Probes disconnect too often

jsdelivr / globalping

A global network of probes to run network tests like ping, traceroute and DNS resolve

https://www.jsdelivr.com/globalping

247 stars 31 forks source link

Probes disconnect too often #124

Closed jimaek closed 1 year ago

jimaek commented 2 years ago

Task to track the issue where probes that are far away from EU like China and Costa Rica often disconnect and reconnect. Latency is only 256ms, so our previous timeout of 2seconds and now 4seconds should have been enough.

Currently we're trying https://github.com/uNetworking/uWebSockets.js

patrykcieszkowski commented 2 years ago

Both, the server and the client track the ping/pong timeout. If the client doesn't receive the ping request on time (pingInterval), it closes the connection with error ping timeout, and disconnects. The server captures the disconnect and reports transport close. On the flip side, if the server doesn't receive pong response on time (pingTimeout), it reports ping timeout, and the client sees it as severed connection - reports transport close error.
--------------------
- **Things to do**
- a) From the issue thread, list the network tests that the probes are described as running.
- b) Repeat the issue thread word for word from "Probes disconnect too often #124" up to and including "have been enough.".
- c) Decide whether each statement agrees with the issue thread, and quote the words that settle it: (i) jimaek closed the issue. (ii) The timeout was lowered from 4 seconds to 2 seconds. (iii) Probes in Costa Rica are among those that often disconnect and reconnect.
The rows after this point aren't needed.

- **Supplied material**
--------------------
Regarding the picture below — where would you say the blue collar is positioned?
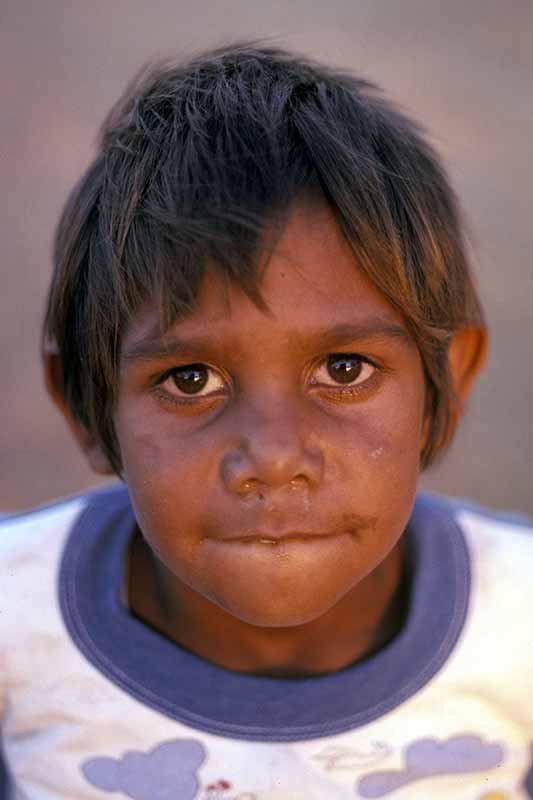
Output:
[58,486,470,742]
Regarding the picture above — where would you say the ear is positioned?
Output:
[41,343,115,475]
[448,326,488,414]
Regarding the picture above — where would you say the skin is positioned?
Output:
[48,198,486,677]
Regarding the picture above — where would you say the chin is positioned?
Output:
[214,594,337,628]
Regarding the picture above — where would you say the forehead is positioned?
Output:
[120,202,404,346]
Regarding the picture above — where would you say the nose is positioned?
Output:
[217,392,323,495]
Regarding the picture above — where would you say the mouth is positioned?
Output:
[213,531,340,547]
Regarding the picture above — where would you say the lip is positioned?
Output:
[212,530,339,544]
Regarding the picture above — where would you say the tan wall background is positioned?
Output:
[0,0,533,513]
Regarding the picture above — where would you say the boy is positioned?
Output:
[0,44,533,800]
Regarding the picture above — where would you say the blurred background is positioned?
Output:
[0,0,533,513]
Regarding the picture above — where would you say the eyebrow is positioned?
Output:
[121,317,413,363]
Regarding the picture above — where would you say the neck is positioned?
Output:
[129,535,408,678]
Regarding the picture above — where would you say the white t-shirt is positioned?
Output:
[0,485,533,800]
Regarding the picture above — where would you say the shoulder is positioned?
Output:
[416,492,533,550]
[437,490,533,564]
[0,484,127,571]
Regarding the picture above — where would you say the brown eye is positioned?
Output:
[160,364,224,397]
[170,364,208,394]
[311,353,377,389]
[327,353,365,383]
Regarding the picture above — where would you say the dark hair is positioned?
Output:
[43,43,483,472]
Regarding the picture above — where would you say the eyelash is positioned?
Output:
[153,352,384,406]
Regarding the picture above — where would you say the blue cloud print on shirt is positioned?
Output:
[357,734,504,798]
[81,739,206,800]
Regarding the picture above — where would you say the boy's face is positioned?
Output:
--------------------
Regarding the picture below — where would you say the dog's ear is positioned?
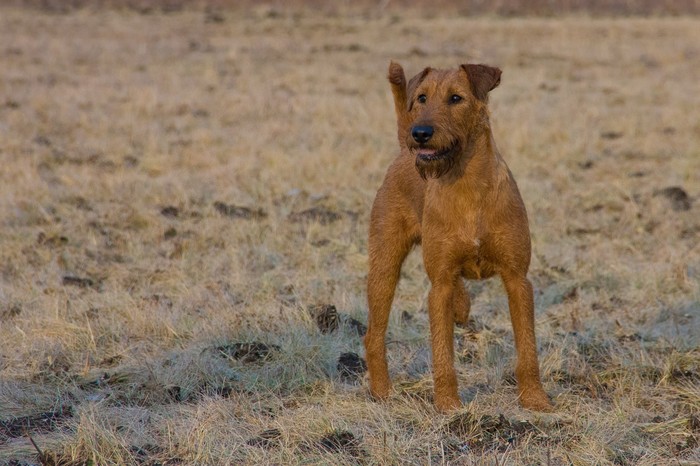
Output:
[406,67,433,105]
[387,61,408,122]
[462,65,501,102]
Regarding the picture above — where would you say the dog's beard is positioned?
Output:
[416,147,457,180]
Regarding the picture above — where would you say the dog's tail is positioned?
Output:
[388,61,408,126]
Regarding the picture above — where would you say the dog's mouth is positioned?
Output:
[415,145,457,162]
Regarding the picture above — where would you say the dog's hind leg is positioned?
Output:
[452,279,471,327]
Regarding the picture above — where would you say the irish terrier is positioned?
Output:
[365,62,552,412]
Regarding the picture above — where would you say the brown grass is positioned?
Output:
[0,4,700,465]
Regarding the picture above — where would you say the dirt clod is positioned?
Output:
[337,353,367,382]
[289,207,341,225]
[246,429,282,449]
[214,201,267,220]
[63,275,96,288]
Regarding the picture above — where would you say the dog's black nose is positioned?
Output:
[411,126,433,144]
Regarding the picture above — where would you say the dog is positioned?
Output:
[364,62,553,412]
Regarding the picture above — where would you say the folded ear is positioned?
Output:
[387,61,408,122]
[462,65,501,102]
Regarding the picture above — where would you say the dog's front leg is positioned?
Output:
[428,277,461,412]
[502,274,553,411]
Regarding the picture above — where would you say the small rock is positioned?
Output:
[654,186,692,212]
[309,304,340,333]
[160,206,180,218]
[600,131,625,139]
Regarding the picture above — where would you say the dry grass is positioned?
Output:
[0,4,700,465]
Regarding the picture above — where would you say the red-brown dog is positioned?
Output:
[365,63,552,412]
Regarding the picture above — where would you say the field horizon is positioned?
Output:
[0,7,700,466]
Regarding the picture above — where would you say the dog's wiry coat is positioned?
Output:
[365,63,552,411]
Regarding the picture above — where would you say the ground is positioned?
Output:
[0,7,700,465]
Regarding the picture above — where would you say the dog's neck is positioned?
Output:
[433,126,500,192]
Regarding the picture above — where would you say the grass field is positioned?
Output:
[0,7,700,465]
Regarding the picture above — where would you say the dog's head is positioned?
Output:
--------------------
- **Task-by-task results**
- a) ping, traceroute, DNS resolve

- b)
Probes disconnect too often #124

Closed jimaek closed 1 year ago

jimaek commented 2 years ago

Task to track the issue where probes that are far away from EU like China and Costa Rica often disconnect and reconnect. Latency is only 256ms, so our previous timeout of 2seconds and now 4seconds should have been enough.

- c)
(i) Yes: "Closed jimaek closed 1 year ago"
(ii) No: "our previous timeout of 2seconds and now 4seconds"
(iii) Yes: "probes that are far away from EU like China and Costa Rica often disconnect and reconnect"